Text excerpt:

Antibacterial behavior and mechanism of nitrogen, silicon-doped amphiphilic carbon dots
A new kind of amphiphilic carbon dots (CDs) was prepared with citric acid and silane coupling agent as raw materials. Due to the doping of nitrogen and silicon elements, the surface of CDs contains not only oxygen-containing functional groups, but also alkyl hydrophobic chains, showing
amphiphilic characteristic. The micro molecular structure and elemental composition of CDs were investigated by transmission electron microscopy (TEM), X-ray diffraction (XRD), and other tests. The antibacterial behavior of CDs against Escherichia coli (E. coli) and Staphylococcus
aureus (S. aureus) was studied by the disk antibacterial method, plate colony, scanning electron microscopy (SEM) and other methods. The biocompatibility of CDs was evaluated by cytotoxicity and hemolysis in vitro. The results proved that CDs possessed the average particle
size of 1.75 nm and the negative surface potential of −2.71 mV. For E. coli and S. aureus, the minimum bactericidal concentrations of CDs were 500 μg/mL and 400 μg/mL, respectively. These co-doped CDs also possessed the ability to inhibit biofilm formation.
The antibacterial mechanism was mainly through the adsorption force to rupture the bacterial membrane and induce the generation of reactive oxygen species in bacterial cells. In addition, CDs exhibited excellent biocompatibility because of their low cytotoxicity and hemolysis, indicating that
they can be used as a new material in the antibacterial field.

What you need to do:
a) Transcribe the portion of the carbon dots abstract between "The antibacterial mechanism" and "the antibacterial field.", inclusive.
b) Answer these questions from the carbon dots abstract, one answer per line, marked the same way:
(i) What average particle size did the CDs have?
(ii) What was the minimum bactericidal concentration of the CDs for S. aureus?
(iii) By what two measures was the biocompatibility of the CDs evaluated in vitro?
c) Condense the paragraph of the carbon dots abstract beginning "A new kind of amphiphilic carbon dots" into a bulleted list that keeps its main facts.

Material supplied:
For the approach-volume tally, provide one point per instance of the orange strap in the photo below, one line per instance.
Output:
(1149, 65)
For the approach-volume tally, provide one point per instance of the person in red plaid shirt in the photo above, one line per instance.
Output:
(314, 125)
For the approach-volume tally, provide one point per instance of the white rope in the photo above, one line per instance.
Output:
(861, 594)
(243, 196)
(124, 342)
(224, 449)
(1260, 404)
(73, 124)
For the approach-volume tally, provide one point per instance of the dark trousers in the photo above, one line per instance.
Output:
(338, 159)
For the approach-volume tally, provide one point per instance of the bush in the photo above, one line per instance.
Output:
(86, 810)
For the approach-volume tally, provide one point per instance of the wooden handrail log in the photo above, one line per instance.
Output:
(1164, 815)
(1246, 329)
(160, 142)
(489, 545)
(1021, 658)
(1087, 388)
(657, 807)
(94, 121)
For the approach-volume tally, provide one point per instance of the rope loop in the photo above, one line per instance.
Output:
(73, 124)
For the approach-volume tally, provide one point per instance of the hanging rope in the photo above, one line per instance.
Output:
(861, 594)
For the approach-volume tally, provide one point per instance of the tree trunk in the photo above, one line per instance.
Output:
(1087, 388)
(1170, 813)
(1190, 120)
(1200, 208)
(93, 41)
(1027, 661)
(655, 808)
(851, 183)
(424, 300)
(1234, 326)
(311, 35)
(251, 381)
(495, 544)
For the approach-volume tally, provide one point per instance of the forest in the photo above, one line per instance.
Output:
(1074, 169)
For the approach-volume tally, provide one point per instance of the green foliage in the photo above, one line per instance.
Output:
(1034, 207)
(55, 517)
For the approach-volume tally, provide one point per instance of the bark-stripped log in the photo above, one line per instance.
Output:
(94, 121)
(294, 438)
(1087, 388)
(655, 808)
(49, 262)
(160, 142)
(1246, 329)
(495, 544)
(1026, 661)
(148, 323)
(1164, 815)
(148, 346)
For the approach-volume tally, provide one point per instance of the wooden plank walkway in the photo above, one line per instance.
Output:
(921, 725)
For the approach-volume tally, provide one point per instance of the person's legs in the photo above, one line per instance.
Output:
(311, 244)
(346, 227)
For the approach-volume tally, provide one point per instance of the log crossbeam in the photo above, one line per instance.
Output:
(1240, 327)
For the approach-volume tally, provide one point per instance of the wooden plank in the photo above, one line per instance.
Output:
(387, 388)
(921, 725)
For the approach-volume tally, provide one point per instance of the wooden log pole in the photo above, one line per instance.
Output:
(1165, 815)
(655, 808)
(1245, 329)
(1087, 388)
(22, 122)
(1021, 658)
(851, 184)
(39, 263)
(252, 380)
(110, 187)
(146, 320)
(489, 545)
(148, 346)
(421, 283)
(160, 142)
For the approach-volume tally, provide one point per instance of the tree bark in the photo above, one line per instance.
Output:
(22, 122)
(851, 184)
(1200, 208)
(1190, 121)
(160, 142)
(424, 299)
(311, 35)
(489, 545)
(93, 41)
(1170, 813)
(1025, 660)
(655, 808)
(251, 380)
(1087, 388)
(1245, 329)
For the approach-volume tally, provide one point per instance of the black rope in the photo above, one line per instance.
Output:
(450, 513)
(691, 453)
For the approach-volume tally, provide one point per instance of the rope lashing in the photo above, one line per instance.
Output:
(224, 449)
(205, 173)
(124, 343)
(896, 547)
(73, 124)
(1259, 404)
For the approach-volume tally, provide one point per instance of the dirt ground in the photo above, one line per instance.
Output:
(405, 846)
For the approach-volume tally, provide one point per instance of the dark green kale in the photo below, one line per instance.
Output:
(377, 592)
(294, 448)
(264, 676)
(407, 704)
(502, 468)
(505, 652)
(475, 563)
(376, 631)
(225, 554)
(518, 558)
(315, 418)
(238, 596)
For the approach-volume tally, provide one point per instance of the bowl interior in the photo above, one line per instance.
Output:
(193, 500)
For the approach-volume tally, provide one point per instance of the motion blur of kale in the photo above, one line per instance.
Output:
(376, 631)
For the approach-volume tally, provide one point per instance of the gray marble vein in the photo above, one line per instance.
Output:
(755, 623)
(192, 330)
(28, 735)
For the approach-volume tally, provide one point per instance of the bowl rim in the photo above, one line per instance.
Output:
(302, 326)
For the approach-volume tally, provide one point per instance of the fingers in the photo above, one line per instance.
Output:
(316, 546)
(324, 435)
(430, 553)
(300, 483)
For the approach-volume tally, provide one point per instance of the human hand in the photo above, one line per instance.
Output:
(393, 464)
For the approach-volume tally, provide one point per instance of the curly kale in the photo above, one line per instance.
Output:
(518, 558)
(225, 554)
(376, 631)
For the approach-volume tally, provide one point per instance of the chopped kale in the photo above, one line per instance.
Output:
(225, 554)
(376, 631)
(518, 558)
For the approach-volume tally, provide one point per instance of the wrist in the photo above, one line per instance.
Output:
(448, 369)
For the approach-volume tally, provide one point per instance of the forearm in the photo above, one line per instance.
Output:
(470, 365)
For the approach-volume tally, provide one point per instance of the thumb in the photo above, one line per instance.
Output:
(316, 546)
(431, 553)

Your written answers:
a)
The antibacterial mechanism was mainly through the adsorption force to rupture the bacterial membrane and induce the generation of reactive oxygen species in bacterial cells. In addition, CDs exhibited excellent biocompatibility because of their low cytotoxicity and hemolysis, indicating that
they can be used as a new material in the antibacterial field.

b)
(i) 1.75 nm
(ii) 400 μg/mL
(iii) Cytotoxicity and hemolysis

c)
- Amphiphilic carbon dots (CDs) were made from citric acid and a silane coupling agent.
- Nitrogen and silicon doping gave the surface both oxygen-containing functional groups and alkyl hydrophobic chains.
- TEM, XRD and other tests examined the structure and elemental composition.
- Antibacterial behavior against E. coli and S. aureus was studied by the disk antibacterial method, plate colony, SEM and other methods.
- Biocompatibility was assessed through in vitro cytotoxicity and hemolysis.
- The CDs had an average particle size of 1.75 nm and a surface potential of −2.71 mV.
- Minimum bactericidal concentrations were 500 μg/mL for E. coli and 400 μg/mL for S. aureus.
- The CDs also inhibited biofilm formation.
- They acted mainly by rupturing bacterial membranes through adsorption force and inducing reactive oxygen species inside bacterial cells.
- Low cytotoxicity and hemolysis showed excellent biocompatibility, indicating use as a new antibacterial material.